Exercise instructions: Locate each line in the items below that contains the word "bead", and copy every such line in full.

Supplied material:
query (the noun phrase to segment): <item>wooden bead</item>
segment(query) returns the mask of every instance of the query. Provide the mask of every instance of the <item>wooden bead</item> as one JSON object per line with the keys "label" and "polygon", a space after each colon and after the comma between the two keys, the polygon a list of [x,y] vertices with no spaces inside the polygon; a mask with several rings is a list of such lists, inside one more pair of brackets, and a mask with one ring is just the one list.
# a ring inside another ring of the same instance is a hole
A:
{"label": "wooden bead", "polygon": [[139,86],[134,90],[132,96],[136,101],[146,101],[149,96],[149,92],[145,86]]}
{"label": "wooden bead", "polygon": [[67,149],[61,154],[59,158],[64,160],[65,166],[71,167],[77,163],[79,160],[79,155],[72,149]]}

--

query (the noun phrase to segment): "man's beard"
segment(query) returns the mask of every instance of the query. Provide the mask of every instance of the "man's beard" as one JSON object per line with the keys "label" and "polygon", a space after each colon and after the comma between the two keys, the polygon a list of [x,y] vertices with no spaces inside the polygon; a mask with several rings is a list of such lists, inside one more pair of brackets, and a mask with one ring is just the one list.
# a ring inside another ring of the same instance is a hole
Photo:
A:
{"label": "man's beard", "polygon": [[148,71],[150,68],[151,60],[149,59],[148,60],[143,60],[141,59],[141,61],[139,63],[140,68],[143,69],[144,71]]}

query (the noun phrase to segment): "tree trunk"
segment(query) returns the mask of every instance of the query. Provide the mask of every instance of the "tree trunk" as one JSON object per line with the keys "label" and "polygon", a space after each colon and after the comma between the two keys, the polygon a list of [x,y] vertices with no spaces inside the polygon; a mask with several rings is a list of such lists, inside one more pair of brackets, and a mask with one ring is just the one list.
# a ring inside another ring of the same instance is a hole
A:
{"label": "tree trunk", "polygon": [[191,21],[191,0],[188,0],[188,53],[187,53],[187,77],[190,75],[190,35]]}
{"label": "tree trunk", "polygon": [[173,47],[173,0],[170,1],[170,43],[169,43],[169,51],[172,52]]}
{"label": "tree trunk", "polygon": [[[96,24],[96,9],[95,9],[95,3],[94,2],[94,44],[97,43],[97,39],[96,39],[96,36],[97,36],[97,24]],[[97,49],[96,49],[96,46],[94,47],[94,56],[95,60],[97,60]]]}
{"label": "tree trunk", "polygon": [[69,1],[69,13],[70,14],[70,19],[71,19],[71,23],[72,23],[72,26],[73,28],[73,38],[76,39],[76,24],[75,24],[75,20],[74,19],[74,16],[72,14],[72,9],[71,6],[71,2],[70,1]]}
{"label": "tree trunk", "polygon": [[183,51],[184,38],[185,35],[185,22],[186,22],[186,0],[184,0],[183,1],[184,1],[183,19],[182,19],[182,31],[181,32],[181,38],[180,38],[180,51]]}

* * *

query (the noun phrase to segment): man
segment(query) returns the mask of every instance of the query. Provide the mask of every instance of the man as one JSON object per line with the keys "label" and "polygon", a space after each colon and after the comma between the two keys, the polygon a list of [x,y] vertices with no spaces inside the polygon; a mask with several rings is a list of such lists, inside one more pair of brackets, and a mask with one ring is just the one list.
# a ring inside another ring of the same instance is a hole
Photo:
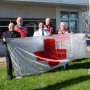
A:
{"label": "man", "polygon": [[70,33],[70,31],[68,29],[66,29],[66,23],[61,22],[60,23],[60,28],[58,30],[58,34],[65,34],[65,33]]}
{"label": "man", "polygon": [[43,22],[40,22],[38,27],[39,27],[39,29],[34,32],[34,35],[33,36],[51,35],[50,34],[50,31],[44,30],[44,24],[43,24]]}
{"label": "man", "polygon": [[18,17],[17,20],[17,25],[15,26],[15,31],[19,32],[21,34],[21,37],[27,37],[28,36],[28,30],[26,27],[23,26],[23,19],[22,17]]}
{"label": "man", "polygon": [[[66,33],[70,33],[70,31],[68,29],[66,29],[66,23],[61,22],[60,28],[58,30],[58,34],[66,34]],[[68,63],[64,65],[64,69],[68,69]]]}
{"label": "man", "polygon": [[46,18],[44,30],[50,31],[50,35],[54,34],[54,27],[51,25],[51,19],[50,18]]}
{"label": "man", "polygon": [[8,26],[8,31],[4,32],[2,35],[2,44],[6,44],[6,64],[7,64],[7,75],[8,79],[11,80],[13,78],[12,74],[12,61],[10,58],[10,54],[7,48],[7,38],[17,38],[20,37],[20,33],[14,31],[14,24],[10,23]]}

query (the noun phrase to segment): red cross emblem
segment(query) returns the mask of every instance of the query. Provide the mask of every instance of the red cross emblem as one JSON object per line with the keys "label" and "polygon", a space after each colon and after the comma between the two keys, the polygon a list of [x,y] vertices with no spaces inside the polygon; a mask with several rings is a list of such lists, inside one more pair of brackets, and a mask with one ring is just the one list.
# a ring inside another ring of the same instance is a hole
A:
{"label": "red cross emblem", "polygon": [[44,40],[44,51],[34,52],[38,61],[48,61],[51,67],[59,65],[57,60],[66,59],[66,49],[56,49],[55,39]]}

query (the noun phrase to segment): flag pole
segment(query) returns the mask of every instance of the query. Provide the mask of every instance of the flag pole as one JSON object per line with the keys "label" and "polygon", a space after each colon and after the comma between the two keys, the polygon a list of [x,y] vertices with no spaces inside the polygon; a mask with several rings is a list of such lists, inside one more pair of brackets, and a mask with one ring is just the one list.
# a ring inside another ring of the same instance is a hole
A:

Response:
query (the noun phrase to segment): <item>wooden bead</item>
segment(query) returns the mask of every instance of the query. Provide the mask of every instance of the <item>wooden bead</item> as one JSON object per line with the keys "label" and "polygon", a space after each colon and after the comma between the two keys, the polygon a list of [x,y] vertices with no spaces inside the polygon; a mask with several rings is a list of such lists, inside one more pair of brackets, and a mask with one ring is just the one list.
{"label": "wooden bead", "polygon": [[139,86],[134,90],[132,96],[136,101],[146,101],[149,96],[149,92],[145,86]]}
{"label": "wooden bead", "polygon": [[67,149],[61,154],[59,158],[64,160],[65,166],[71,167],[77,163],[79,160],[79,155],[72,149]]}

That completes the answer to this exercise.